Task to complete: Repeat only the lines from the one holding "of the shoe" down to the last line of the listing below, including both of those lines.

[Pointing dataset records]
══════════

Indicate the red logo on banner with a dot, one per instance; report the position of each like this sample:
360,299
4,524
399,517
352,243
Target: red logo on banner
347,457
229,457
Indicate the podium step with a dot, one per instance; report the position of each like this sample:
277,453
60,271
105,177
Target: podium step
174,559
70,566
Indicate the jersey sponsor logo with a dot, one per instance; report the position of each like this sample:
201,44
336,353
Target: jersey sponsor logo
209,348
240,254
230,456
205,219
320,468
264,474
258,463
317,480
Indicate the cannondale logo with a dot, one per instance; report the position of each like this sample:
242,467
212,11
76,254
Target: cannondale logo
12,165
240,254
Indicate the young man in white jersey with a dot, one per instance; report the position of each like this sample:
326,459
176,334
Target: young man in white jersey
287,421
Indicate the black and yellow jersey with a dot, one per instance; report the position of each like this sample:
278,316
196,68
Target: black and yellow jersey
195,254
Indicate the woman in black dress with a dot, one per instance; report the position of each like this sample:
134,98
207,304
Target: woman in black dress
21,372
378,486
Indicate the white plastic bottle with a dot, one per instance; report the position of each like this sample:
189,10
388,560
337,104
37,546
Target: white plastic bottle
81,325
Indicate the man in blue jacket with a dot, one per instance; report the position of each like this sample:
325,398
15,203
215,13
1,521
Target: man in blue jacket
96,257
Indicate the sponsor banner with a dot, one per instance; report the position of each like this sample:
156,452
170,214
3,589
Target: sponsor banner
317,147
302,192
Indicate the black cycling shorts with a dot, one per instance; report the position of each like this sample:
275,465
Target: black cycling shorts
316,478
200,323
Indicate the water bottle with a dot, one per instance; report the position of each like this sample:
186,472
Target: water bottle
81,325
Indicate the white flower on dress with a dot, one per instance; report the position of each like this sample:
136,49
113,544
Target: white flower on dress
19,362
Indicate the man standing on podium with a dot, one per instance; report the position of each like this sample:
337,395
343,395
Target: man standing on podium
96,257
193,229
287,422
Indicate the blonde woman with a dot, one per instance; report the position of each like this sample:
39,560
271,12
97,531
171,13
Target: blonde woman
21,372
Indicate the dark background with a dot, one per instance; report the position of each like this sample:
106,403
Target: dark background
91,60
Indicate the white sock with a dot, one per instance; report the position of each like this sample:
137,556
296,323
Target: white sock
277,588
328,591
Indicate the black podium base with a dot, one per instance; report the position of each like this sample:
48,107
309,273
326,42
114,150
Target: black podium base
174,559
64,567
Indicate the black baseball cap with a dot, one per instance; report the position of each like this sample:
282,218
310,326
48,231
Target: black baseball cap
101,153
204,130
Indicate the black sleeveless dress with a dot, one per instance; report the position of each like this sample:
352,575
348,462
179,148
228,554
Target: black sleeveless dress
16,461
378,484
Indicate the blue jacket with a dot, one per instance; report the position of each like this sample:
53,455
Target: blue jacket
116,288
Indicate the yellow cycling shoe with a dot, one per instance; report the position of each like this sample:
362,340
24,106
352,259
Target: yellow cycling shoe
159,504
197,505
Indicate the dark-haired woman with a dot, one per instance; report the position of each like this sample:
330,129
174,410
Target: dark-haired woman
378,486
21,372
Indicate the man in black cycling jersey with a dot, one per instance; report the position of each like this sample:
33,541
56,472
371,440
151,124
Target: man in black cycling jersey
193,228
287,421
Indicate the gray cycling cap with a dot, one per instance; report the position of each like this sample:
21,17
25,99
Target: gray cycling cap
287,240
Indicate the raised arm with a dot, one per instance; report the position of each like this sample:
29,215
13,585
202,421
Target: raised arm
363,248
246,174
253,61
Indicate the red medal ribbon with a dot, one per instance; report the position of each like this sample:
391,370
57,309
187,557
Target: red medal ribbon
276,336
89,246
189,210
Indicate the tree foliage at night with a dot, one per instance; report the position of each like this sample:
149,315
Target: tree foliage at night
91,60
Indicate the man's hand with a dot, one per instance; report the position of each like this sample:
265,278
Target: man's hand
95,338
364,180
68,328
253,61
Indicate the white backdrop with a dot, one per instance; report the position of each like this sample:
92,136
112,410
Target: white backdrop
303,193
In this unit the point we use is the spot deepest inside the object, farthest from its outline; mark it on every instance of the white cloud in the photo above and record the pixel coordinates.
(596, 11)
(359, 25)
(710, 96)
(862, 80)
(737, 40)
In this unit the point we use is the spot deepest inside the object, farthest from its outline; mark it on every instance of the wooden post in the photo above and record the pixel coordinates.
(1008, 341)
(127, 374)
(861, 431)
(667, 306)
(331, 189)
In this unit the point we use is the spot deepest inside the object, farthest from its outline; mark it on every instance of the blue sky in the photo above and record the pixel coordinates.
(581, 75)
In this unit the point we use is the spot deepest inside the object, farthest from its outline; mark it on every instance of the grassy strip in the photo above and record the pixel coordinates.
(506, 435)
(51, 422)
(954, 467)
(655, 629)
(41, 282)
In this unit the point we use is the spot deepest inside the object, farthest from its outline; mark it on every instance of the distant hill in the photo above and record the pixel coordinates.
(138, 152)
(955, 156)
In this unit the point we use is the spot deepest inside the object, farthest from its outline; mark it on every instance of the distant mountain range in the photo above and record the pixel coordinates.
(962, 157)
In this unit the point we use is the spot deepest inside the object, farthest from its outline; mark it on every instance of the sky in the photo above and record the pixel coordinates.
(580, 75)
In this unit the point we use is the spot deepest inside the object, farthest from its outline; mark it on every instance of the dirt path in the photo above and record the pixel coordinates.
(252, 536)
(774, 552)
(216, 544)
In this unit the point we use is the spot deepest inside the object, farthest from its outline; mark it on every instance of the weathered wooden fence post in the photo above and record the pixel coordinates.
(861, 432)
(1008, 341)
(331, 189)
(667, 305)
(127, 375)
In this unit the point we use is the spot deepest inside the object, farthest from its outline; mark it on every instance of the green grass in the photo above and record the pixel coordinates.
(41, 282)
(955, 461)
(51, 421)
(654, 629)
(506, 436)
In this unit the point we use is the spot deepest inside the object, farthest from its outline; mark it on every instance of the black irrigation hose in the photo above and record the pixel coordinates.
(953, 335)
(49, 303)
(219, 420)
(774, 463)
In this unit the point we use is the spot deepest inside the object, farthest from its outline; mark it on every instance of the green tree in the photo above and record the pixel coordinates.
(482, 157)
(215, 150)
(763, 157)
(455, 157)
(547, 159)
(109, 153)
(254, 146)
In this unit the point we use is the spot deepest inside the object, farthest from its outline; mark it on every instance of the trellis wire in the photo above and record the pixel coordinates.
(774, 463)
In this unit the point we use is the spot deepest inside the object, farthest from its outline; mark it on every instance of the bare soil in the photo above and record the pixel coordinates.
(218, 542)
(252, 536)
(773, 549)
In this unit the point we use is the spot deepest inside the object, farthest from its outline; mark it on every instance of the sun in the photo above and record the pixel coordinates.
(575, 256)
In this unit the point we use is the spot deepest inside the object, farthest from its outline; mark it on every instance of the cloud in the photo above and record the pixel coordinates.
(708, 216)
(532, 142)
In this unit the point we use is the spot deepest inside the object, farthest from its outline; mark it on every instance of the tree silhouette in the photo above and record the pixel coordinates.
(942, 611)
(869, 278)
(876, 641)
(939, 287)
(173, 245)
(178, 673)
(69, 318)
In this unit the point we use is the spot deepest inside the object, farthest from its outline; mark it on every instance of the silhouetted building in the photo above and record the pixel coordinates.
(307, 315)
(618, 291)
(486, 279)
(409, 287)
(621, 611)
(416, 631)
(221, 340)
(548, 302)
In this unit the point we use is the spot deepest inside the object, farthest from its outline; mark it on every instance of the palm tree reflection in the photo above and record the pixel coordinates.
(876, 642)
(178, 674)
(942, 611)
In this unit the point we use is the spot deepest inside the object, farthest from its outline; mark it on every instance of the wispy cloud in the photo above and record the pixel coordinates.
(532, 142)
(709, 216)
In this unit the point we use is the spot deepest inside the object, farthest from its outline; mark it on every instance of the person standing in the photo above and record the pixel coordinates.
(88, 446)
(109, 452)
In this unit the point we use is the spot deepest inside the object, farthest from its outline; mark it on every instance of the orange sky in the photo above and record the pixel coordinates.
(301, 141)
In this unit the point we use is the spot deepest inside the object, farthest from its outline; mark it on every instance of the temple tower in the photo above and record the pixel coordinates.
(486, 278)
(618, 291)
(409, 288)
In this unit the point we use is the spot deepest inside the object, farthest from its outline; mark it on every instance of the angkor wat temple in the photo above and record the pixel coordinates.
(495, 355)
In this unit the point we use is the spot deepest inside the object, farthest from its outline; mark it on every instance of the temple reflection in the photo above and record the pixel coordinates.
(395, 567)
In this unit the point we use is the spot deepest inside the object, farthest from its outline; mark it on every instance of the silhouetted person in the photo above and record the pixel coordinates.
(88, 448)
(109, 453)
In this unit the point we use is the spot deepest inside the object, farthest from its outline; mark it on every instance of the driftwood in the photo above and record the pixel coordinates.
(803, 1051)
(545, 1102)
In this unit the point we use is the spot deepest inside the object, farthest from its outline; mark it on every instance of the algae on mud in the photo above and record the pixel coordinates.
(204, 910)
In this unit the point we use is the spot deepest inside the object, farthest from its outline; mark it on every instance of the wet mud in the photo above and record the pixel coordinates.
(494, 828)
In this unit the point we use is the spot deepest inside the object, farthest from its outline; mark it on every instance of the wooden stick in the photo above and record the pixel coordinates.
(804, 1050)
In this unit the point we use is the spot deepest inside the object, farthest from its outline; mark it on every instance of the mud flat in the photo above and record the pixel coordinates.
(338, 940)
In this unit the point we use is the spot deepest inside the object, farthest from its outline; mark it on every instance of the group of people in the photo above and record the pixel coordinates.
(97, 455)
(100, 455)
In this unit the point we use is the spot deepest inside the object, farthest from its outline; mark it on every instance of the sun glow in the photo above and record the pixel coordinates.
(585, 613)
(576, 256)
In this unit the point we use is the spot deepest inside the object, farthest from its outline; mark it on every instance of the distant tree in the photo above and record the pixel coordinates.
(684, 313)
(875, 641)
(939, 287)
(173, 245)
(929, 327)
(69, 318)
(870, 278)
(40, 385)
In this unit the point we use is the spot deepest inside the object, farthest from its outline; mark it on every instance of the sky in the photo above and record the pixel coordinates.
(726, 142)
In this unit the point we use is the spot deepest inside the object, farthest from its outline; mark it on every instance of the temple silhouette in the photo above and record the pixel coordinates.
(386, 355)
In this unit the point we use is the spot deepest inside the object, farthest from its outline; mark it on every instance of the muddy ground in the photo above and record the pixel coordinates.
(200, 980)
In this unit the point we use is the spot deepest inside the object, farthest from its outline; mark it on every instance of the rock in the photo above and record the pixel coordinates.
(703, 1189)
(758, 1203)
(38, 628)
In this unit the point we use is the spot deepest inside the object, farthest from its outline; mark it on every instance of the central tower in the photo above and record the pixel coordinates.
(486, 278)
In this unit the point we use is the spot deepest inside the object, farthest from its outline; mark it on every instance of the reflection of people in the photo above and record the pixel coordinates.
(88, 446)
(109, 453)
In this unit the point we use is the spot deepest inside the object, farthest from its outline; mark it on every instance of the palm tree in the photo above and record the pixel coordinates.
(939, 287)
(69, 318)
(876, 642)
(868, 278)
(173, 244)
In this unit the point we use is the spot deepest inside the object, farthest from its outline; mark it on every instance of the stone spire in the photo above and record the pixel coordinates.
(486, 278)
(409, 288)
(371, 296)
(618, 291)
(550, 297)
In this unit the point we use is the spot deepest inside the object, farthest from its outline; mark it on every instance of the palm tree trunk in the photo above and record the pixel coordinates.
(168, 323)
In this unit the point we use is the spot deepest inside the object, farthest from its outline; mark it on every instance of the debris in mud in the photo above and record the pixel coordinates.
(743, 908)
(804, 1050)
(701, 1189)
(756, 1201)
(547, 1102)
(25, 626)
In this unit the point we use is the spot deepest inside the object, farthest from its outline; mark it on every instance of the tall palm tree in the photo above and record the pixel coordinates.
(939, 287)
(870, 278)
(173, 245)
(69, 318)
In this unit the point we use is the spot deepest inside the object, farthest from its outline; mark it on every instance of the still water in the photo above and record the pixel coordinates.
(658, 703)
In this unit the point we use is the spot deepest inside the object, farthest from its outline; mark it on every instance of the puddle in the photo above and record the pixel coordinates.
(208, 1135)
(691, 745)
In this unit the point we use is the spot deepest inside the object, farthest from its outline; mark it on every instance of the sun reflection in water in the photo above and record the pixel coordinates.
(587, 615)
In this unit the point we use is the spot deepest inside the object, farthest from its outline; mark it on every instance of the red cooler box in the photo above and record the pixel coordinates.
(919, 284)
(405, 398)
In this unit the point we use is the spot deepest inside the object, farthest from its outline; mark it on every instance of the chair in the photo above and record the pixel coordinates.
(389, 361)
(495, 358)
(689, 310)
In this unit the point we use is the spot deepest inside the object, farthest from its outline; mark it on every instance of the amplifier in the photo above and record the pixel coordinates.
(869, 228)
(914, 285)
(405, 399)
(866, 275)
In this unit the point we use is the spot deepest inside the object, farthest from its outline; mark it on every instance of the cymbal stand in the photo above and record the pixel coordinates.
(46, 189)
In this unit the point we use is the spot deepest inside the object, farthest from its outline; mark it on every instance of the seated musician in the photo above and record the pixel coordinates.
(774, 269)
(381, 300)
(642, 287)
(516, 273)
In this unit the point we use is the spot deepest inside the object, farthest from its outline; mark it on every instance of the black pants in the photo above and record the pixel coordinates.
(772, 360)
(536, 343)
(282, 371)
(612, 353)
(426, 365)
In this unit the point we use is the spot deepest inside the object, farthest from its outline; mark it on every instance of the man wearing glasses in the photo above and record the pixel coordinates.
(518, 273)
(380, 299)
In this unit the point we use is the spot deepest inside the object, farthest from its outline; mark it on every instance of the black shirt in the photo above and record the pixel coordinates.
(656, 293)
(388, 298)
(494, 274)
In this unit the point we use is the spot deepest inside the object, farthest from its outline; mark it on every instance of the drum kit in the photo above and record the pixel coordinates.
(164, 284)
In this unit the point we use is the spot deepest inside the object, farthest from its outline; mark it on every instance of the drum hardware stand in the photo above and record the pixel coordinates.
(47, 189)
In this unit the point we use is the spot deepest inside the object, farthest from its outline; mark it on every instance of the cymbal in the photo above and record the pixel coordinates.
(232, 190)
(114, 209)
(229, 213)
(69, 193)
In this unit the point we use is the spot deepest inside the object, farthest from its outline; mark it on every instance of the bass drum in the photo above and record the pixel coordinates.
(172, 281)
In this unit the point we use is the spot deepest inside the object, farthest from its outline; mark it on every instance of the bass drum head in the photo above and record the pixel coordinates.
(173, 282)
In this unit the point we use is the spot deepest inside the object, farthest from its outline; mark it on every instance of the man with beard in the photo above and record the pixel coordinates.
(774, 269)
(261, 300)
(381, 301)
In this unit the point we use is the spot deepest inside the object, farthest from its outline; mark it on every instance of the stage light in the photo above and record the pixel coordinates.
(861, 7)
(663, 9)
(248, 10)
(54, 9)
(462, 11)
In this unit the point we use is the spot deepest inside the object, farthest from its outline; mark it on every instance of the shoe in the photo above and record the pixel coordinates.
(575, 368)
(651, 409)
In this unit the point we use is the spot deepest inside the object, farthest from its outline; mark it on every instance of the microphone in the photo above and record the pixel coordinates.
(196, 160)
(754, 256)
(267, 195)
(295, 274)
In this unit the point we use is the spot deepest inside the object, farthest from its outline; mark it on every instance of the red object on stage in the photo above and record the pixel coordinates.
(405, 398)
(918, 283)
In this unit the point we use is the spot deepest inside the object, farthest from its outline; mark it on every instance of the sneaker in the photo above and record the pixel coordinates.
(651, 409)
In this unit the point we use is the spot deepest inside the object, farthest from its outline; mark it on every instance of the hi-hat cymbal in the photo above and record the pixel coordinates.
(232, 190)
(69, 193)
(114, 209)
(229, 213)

══════════

Response to this exercise:
In this unit the point we use is the spot deepest inside the object, farthest from its outline; mark it on every instance of the shoe in the photo above and record the pixel coordinates.
(575, 368)
(651, 409)
In this unit the point we use is the spot deepest inside the object, farthest from its outline; mark it on every instance of the microphone in the photo above and record the pixel coordinates.
(196, 160)
(754, 256)
(267, 195)
(295, 274)
In this unit the point we use is the spot deepest inside the object, farthest from its outline; mark it on every instance of the red object on stage in the photo above and record the pixel coordinates.
(405, 398)
(918, 283)
In this unit the point we use is the spot deepest inside the object, farthest from its outline; mark it on every instance of the sneaker in the photo above and record the pixel coordinates.
(651, 409)
In this unit the point we use is the spot deepest inside the object, farthest from its outline; mark it on every instance of the hi-hat cymbal in the photo above and record the pixel coordinates.
(232, 190)
(69, 193)
(114, 209)
(229, 213)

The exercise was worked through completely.